● **GOAL**
Copy out the lines below, replacing "pixel coordinates" with "image coordinates" at every occurrence and leaving everything else as it is. Omit the pictures.

## Begin INPUT RECORDS

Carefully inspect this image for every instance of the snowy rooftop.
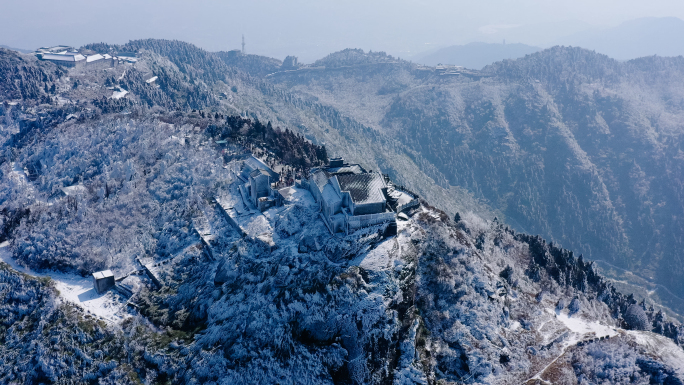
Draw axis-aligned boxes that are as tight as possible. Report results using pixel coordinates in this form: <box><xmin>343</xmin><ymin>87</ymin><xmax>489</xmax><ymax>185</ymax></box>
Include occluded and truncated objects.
<box><xmin>243</xmin><ymin>156</ymin><xmax>280</xmax><ymax>180</ymax></box>
<box><xmin>337</xmin><ymin>173</ymin><xmax>387</xmax><ymax>204</ymax></box>
<box><xmin>43</xmin><ymin>53</ymin><xmax>85</xmax><ymax>62</ymax></box>
<box><xmin>86</xmin><ymin>53</ymin><xmax>104</xmax><ymax>63</ymax></box>
<box><xmin>93</xmin><ymin>270</ymin><xmax>114</xmax><ymax>279</ymax></box>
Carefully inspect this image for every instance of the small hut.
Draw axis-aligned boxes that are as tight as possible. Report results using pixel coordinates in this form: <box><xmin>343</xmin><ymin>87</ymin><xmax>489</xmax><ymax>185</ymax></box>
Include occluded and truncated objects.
<box><xmin>93</xmin><ymin>270</ymin><xmax>115</xmax><ymax>294</ymax></box>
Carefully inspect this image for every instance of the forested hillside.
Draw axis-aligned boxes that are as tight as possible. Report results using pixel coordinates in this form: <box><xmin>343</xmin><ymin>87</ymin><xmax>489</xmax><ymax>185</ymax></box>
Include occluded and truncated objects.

## End INPUT RECORDS

● **ANSWER**
Carefully inspect this image for every instance of the snowy rooftop.
Draw axis-aligned boxes that are as tight as possible. Report results using image coordinates in this form: <box><xmin>343</xmin><ymin>87</ymin><xmax>489</xmax><ymax>185</ymax></box>
Include occluded and truncated objects.
<box><xmin>243</xmin><ymin>156</ymin><xmax>280</xmax><ymax>180</ymax></box>
<box><xmin>337</xmin><ymin>173</ymin><xmax>387</xmax><ymax>204</ymax></box>
<box><xmin>43</xmin><ymin>53</ymin><xmax>85</xmax><ymax>62</ymax></box>
<box><xmin>86</xmin><ymin>53</ymin><xmax>104</xmax><ymax>63</ymax></box>
<box><xmin>93</xmin><ymin>270</ymin><xmax>114</xmax><ymax>279</ymax></box>
Carefully inspect this image for every instance of the small hut.
Draw axis-aligned boxes that are as tight as possible. Report results using image coordinates in this form: <box><xmin>343</xmin><ymin>87</ymin><xmax>489</xmax><ymax>185</ymax></box>
Include occluded and truncated objects.
<box><xmin>93</xmin><ymin>270</ymin><xmax>115</xmax><ymax>294</ymax></box>
Carefully inspect this image for every instance of the forested hillside.
Draw axis-aligned boxes that are as tight as possible. Report results using image coordinates in this form: <box><xmin>343</xmin><ymin>87</ymin><xmax>489</xmax><ymax>185</ymax></box>
Include occluded and truncated objects.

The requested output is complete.